TASK LIST:
A: Using the passage on workforce planning and salaries, explain why hiring managers can currently hire more experienced lab technicians without spending much more. Answer in one to three sentences.
B: Answer these questions from the passage on workforce planning and salaries.
(i) In STEM professions, how does demand compare with supply?
(ii) Which outlet does the passage name as one that compiles and reports talent supply and demand statistics for laboratory science?
(iii) According to the passage, what is often the most important key to setting a level playing field for salaries?
++++ GIVEN PASSAGE
But what if a company is ahead of the game and already has a good workforce plan in place? Often, with the help of workforce solutions companies, organizations are starting to really be on top of the latest data and statistics when it comes to setting salaries. Unlike in the example above where a company was misinformed about the talent supply in a particular location, knowing and truly understanding the workforce market of a particular place is often the most important key to setting a level playing field when it comes to salaries.
Once a company understands that critical workforce market terrain, it will often truly come down to supply and demand. And unfortunately, we’ve seen in STEM professions that demand across the board is still outstripping supply. This is why people with highly coveted skills are often in a better position to negotiate for more pay. This is something that we may not always be able to control—that’s economics 101, after all, and if your organization badly needs certain skills, you’ll probably have to pay more for them.
But there are certain things that a company can control. For instance, in the world of laboratory science, the talent supply and the talent demand has actually remained pretty steady over the past year, according to several outlets like CareerBuilder that compile and report such statistics. This means that there’s a nice balance for both job seekers and hiring managers for a variety of positions in the lab. Hiring managers aren’t calling all the shots. But neither are the job seekers. Both parties, therefore, are likely to be satisfied with the outcome of salary negotiations. But, of course, hiring managers need to be aware of these current conditions to make the situation work for them— they need to know that they are in as good a position to negotiate as are the job seekers.
Another interesting and current dynamic that hiring managers may not be aware of is that they are currently in a position to control the level of education and experience with regard to lab technicians. This is because data shows that there is not a huge differential in salaries between people with a little experience and those with a lot. For example, technicians with two years of experience are now commanding close to what those with, say, 10 to 15 years of experience are commanding. This bodes well for hiring managers if they are looking for someone to hit the ground running. They’ve got the leeway they need to hire someone with more experience, without sacrificing a majorly higher amount of funds to get that level of talent.
Ultimately, it’s a combination of all these things—data and real knowledge—that is going to make the most of salary negotiations for your organization. Whatever you do, however, don’t make the mistake of thinking that workforce planning and salaries are not linked. They are, and the sooner an organization develops a workforce plan, the sooner that organization will be negotiating the right salaries and benefits for all involved.
++++++++
++++ MATERIAL SHOWN
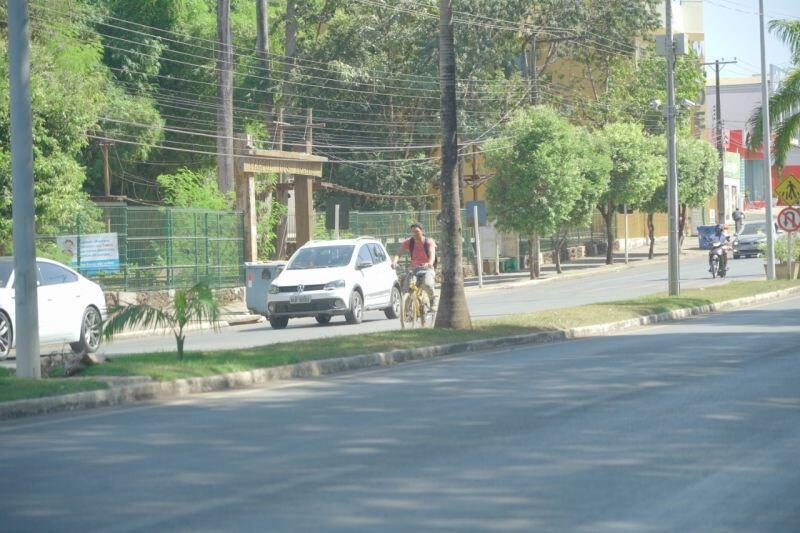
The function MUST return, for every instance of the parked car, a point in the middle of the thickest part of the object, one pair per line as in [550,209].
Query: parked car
[328,278]
[751,239]
[71,308]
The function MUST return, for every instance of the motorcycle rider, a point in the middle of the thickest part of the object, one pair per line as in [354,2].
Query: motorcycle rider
[422,250]
[720,236]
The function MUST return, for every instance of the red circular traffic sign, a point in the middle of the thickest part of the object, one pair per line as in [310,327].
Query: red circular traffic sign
[789,219]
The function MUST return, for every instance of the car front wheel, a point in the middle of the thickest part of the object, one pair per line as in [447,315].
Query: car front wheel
[91,329]
[278,322]
[6,336]
[356,312]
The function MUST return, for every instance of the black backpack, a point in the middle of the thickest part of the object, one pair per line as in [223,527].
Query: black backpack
[427,243]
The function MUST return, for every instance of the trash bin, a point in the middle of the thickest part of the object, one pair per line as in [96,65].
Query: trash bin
[258,279]
[703,232]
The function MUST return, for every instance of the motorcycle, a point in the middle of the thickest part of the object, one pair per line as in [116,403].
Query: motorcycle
[715,259]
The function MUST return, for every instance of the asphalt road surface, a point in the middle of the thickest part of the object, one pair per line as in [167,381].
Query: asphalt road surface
[691,426]
[494,302]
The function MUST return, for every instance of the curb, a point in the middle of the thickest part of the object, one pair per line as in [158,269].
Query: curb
[616,267]
[138,392]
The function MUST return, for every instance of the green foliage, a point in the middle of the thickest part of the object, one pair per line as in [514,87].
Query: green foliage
[538,178]
[636,168]
[189,189]
[785,101]
[196,305]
++++++++
LIST OF SOLUTIONS:
A: Data shows little difference in salary between lab technicians with a little experience and those with a lot. Technicians with two years of experience now command close to what those with 10 to 15 years command. Hiring managers can therefore get more experience without spending a much higher amount.

B:
(i) Demand across the board is still outstripping supply.
(ii) CareerBuilder.
(iii) Knowing and truly understanding the workforce market of a particular place.